[ПРИВЕДЁННЫЙ ОТРЫВОК]

════════════════════

Дело в том, что изначально свой литературный мир Серафимович решил не ограничивать Областью Войска Донского. Его мир населяли рабочие, крестьяне и революционеры на правах трагедии и борьбы. У жителей-казаков там была регистрация временная, авансом, — трагедия имелась у каждого, а борьбы не было.
Герой рассказа «Наказание», к примеру, не произносит ни слова против, когда его наказывают розгами. Товарищи героя — немногим лучше. Как только порка закончена, они шутят и хохочут, шуточки из разряда — «кто следующий?» или — «если мне прикажут тебя розгами отходить, жить тебе недолго останется».
«Степные люди». Писатель мастерски изображает пошлые нравы станичного быта: вороватость и моральную низость начальства, апатичность простых казаков. По цензурным соображениям эти фрагменты в рассказ при первом издании не вошли, вот они:
«На третий день атаман потребовал две тройки почтовых лошадей для поездки по казённой надобности. В нагруженные водкой, вином, закусками повозки уселись атаман с супругой, два его помощника, писарь и брандмейстер. Выехали на луг. Атаманша на берегу реки стала готовить закуски, а атаман с приятелями разделились на две партии, взяли две лодки, выплыли на середину реки, дали примерное морское сражение. Атаманша стояла на берегу и аплодировала».
На службе станичный начальник ворует «направо и налево». Казаки относятся к этому нормально, «с неизбежностью». Атаман благодарит их, как может:
«… он три дня поил казаков станицы и съехавшихся с соседних хуторов, конечно, на станичные суммы, которые потом расписывались по разным статьям расхода. Станица в эти три дня казалась поражённой чумой: на улицах, под плетнями, на ступенях правления, во дворах валялись груды тел».

════════════════════

[ЗАДАНИЯ ДЛЯ ВЫПОЛНЕНИЯ]
- a) Перепишите из отрывка слово в слово часть, которая начинается словами «Дело в том, что» и заканчивается словами «борьбы не было.».
- b) Проверьте, совпадают ли с отрывком три утверждения. На каждое ответьте «да» или «нет» и дословно приведите слова отрывка, которые это решают. (i) Герой рассказа «Наказание» протестует, когда его наказывают розгами. (ii) Фрагменты о станичном быте не вошли в первое издание рассказа «Степные люди» из-за цензуры. (iii) Во время морского сражения атаманша сидела в одной из лодок.
Дальше идут записи, это отдельный материал, к отрывку они не относятся.

[СВЕДЕНИЯ]
════════════════════

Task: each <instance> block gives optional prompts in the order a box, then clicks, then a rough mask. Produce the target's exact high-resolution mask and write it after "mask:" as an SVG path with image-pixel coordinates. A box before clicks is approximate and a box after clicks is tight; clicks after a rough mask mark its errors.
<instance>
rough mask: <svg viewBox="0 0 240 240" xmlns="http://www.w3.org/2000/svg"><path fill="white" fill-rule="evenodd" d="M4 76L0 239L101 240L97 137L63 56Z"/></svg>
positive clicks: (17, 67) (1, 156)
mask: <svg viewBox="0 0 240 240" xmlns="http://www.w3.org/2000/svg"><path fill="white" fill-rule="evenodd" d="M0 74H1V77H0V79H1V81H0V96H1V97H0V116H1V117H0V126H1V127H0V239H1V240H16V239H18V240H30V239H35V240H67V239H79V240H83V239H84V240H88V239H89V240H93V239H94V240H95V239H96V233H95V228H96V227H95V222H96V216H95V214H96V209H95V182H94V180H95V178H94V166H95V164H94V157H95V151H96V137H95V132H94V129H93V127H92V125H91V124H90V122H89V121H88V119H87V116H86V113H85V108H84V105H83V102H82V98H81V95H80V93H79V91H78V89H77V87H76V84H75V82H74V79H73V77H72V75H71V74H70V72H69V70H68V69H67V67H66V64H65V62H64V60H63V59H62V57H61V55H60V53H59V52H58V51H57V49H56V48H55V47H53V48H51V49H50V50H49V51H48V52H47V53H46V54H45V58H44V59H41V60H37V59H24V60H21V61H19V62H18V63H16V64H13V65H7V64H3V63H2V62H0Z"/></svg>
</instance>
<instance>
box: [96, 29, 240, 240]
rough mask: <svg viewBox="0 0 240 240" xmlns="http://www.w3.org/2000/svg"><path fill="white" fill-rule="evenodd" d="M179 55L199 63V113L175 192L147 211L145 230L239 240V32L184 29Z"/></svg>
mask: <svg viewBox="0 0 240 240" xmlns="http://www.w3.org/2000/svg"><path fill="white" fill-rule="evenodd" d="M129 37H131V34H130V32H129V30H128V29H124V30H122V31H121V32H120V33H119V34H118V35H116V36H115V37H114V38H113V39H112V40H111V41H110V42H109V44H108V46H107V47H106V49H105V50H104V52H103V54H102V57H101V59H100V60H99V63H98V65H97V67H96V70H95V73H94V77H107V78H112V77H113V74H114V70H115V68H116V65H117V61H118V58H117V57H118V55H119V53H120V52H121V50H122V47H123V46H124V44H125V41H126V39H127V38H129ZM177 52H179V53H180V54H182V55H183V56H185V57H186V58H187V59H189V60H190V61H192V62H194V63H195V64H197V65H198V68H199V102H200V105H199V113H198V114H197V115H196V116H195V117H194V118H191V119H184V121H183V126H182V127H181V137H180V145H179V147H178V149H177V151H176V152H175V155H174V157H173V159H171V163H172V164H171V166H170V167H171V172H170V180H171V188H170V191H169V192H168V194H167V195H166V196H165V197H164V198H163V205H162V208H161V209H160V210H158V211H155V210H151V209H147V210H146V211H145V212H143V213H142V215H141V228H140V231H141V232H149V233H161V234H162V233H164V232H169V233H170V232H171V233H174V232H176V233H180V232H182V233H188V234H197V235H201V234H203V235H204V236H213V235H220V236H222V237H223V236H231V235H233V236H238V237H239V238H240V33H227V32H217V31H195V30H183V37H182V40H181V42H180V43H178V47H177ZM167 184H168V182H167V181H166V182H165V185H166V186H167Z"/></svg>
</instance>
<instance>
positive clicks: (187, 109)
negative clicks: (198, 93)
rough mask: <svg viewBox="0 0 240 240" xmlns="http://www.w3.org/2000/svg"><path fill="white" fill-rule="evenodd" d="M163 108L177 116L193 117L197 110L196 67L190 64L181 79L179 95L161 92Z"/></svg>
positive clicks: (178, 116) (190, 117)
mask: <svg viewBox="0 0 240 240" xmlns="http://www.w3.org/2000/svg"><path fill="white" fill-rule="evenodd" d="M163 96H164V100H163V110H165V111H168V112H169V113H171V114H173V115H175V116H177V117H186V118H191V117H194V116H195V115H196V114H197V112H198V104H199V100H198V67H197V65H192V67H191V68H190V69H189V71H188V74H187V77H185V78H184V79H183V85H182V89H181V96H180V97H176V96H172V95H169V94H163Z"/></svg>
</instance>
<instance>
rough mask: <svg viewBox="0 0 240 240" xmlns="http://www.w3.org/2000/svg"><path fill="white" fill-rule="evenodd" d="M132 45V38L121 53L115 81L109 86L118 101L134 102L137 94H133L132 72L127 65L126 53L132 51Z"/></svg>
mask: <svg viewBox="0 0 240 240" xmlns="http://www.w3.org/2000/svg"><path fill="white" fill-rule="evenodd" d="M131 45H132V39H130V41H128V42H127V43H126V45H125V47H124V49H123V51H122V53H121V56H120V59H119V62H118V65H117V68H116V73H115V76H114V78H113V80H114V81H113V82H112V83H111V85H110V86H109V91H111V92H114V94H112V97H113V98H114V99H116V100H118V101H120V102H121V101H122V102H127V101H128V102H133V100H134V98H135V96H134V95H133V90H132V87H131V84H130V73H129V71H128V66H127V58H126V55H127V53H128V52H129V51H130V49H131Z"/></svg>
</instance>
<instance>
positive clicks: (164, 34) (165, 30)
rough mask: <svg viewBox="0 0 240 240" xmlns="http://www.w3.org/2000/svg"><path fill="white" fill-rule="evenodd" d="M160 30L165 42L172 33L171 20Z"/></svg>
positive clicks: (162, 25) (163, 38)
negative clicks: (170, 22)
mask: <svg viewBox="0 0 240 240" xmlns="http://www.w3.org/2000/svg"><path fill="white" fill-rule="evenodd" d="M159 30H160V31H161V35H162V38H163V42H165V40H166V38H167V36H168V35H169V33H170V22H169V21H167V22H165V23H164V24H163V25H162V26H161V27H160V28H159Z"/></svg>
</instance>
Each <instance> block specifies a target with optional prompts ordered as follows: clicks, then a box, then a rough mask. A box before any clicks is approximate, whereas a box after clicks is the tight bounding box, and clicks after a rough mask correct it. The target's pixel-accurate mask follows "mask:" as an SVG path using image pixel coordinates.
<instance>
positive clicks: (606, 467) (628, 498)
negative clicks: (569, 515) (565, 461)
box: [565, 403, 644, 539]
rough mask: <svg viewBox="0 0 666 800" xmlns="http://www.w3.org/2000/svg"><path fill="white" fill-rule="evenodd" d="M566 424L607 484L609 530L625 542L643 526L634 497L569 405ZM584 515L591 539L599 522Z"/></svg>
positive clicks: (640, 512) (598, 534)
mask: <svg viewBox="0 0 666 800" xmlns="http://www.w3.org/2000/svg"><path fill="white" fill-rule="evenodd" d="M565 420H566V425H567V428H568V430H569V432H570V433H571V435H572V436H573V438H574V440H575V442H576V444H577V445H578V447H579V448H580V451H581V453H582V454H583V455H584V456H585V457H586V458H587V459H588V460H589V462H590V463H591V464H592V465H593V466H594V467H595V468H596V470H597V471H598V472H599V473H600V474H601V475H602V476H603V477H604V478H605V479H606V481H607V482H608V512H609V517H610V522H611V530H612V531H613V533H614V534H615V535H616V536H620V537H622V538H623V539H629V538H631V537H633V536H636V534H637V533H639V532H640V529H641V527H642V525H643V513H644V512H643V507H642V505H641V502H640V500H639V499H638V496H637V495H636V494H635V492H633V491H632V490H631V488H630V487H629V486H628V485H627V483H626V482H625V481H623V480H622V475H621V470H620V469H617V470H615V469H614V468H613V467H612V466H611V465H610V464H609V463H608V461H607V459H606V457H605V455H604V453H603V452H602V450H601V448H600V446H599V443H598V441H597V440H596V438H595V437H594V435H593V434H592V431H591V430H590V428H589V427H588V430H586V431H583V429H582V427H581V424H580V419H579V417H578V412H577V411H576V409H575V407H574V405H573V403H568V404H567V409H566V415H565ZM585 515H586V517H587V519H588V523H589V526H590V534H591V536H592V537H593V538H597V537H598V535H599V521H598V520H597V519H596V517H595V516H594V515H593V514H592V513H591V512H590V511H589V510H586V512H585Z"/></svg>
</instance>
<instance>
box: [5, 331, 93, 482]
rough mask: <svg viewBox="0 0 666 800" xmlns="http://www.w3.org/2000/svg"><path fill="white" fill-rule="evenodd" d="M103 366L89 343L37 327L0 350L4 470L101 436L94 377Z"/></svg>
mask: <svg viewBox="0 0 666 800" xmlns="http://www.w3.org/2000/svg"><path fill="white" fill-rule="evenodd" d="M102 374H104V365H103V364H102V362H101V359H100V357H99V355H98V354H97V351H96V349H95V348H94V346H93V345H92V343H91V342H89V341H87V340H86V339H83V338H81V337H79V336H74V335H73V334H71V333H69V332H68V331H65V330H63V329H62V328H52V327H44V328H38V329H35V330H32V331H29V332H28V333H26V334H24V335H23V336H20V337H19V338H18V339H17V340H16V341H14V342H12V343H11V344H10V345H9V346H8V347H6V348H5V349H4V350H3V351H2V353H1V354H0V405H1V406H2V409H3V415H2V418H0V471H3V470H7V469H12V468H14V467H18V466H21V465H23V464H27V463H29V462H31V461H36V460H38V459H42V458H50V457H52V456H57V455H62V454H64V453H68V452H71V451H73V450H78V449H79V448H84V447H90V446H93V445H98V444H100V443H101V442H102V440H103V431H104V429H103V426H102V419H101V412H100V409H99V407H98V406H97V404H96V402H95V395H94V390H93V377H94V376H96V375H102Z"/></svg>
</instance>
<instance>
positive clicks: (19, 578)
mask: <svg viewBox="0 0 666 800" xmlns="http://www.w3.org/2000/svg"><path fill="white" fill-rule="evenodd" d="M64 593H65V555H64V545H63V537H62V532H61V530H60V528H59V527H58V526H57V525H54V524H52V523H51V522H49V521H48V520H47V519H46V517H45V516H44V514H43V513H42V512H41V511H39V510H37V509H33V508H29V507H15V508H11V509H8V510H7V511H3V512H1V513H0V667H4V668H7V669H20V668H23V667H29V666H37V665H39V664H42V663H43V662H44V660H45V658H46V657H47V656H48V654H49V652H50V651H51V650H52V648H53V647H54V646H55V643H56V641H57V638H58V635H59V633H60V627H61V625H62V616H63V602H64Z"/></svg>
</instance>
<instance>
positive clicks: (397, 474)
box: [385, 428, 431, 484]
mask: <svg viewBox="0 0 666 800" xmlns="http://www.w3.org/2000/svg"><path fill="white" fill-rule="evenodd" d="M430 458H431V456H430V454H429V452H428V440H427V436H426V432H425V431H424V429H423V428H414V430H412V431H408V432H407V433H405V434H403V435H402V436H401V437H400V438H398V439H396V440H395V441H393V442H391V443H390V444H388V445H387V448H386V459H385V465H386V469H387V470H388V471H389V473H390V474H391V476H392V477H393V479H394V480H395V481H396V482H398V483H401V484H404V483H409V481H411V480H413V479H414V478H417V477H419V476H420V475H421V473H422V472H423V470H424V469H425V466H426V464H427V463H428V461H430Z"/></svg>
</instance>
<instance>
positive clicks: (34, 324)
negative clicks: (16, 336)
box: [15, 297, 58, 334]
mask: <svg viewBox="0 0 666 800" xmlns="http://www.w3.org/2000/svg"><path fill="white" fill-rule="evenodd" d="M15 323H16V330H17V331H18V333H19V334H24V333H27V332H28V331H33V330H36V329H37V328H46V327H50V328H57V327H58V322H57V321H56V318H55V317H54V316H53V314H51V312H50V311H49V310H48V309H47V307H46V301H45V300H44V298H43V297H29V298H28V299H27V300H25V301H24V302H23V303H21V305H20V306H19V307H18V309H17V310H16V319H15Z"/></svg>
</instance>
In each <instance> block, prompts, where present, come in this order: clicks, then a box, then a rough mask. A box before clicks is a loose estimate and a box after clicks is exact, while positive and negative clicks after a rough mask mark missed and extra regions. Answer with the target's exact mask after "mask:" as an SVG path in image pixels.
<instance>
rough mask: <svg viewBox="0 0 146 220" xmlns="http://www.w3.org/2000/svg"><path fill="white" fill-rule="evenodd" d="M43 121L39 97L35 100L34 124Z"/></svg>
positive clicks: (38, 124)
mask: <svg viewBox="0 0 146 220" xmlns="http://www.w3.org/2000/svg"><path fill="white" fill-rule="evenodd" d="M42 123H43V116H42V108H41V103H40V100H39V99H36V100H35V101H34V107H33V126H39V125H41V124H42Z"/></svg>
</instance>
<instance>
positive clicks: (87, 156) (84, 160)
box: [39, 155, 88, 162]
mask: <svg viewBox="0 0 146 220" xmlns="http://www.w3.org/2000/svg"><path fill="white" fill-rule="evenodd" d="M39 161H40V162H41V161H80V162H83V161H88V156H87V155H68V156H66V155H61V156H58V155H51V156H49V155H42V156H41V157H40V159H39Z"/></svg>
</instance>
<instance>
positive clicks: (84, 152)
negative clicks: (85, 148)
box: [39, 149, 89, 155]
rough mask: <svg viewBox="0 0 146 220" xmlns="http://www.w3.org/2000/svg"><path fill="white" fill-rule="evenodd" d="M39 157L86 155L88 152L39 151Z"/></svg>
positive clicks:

════════════════════

[ОТВЕТЫ ПО НОМЕРАМ]
- a)
Дело в том, что изначально свой литературный мир Серафимович решил не ограничивать Областью Войска Донского. Его мир населяли рабочие, крестьяне и революционеры на правах трагедии и борьбы. У жителей-казаков там была регистрация временная, авансом, — трагедия имелась у каждого, а борьбы не было.

- b)
(i) Нет: «не произносит ни слова против, когда его наказывают розгами».
(ii) Да: «По цензурным соображениям эти фрагменты в рассказ при первом издании не вошли».
(iii) Нет: «Атаманша стояла на берегу и аплодировала».